Given request a> In the reef tank lighting thread, how far above the frag rack was the friend's light placed?
======== Passage given
# 90w led on reef 15g tank?



## alanhk66 (Apr 18, 2009)

*90W led light on reef tank*

any comment about this 90w led light (blue and white) on 15g reef tank?

http://www.ledgrowlight-hydro.com/h...wing-coral-water-plants-rectangular_p176.html

is this too much to keep hard coral on reef tank?


----------



## ameekplec. (May 1, 2008)

Might be too little. I recall a friend of mine trying this over a frag tank and only having mild success with some lower light SPS corals.


----------



## alanhk66 (Apr 18, 2009)

does it matter on what size of the tank? maybe depending on how deep of the tank??
ex. 
90w led on 15g tank
90w led on 40g tank
if both are keeping SPS coral



ameekplec. said:


> Might be too little. I recall a friend of mine trying this over a frag tank and only having mild success with some lower light SPS corals.


----------



## alanhk66 (Apr 18, 2009)

http://www.gtaaquaria.com/forum/showthread.php?t=42807

any comment about this 90w led on 15g reef tank?

http://www.ledgrowlight-hydro.com/h...wing-coral-water-plants-rectangular_p176.html


----------



## ameekplec. (May 1, 2008)

Merged your thread. 15g is probably too bis - my buddy had this light about 8" above a frag rack (5" of water or so) and it wasn't quite enough for pretty low light SPS corals.


----------
================
======== Data extract
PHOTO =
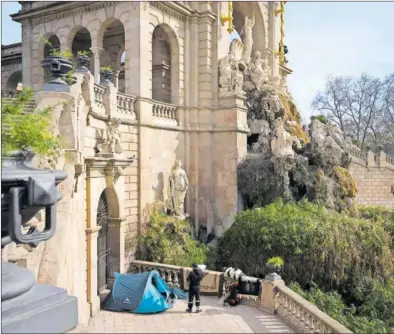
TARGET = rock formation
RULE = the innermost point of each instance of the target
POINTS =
(285, 159)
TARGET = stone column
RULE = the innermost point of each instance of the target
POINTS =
(116, 246)
(116, 78)
(97, 51)
(138, 66)
(26, 52)
(268, 295)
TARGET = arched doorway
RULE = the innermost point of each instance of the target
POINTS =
(102, 243)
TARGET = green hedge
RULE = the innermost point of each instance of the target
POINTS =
(333, 250)
(169, 240)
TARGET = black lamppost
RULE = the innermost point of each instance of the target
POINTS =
(28, 306)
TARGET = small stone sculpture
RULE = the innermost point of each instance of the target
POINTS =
(231, 69)
(178, 185)
(247, 38)
(112, 142)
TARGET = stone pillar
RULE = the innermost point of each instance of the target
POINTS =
(26, 52)
(273, 37)
(97, 51)
(268, 295)
(93, 298)
(138, 66)
(116, 78)
(116, 246)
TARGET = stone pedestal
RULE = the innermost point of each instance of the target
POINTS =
(268, 294)
(30, 307)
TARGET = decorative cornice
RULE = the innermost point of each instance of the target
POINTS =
(42, 15)
(166, 8)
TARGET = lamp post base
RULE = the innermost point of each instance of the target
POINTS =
(41, 309)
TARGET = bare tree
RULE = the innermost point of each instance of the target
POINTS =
(362, 107)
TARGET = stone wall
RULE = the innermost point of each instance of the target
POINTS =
(374, 179)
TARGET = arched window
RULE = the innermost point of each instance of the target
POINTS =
(161, 66)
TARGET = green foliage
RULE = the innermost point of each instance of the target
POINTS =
(105, 69)
(22, 131)
(82, 53)
(168, 240)
(68, 78)
(380, 215)
(332, 249)
(357, 320)
(277, 261)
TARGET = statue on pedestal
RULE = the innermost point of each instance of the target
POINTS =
(112, 144)
(178, 185)
(231, 69)
(247, 38)
(259, 70)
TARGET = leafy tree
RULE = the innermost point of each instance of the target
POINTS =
(21, 130)
(169, 240)
(362, 107)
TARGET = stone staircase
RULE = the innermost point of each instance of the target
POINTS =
(29, 107)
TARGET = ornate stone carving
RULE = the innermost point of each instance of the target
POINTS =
(112, 142)
(271, 104)
(231, 69)
(165, 9)
(178, 185)
(259, 71)
(247, 38)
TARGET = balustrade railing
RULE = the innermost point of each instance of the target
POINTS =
(170, 274)
(298, 312)
(167, 113)
(125, 104)
(6, 93)
(99, 95)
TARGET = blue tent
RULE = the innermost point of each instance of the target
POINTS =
(139, 293)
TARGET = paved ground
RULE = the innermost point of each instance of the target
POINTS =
(213, 319)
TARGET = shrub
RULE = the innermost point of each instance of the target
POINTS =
(334, 250)
(21, 131)
(168, 240)
(333, 304)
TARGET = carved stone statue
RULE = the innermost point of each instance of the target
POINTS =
(112, 143)
(178, 185)
(231, 69)
(259, 71)
(271, 104)
(247, 38)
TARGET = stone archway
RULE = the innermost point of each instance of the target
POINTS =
(165, 65)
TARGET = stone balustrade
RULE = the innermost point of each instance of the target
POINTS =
(274, 297)
(304, 316)
(99, 92)
(170, 274)
(125, 105)
(165, 113)
(6, 93)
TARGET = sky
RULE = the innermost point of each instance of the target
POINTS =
(323, 38)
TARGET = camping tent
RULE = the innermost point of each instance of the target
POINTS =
(139, 293)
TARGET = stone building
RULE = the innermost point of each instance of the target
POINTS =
(165, 103)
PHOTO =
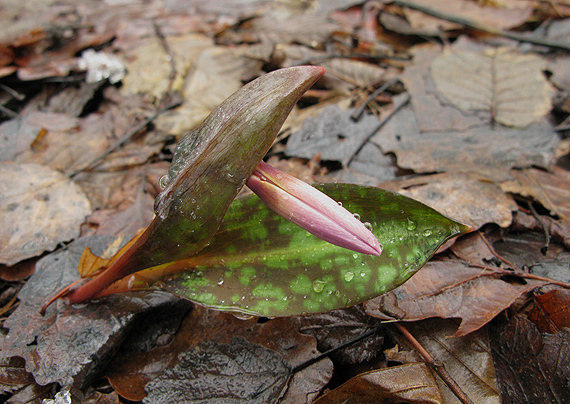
================
Given request b> Tally the lines of the listing that contain the string "tent". Give only the number.

Solution a> About 8 inches.

Solution b> 2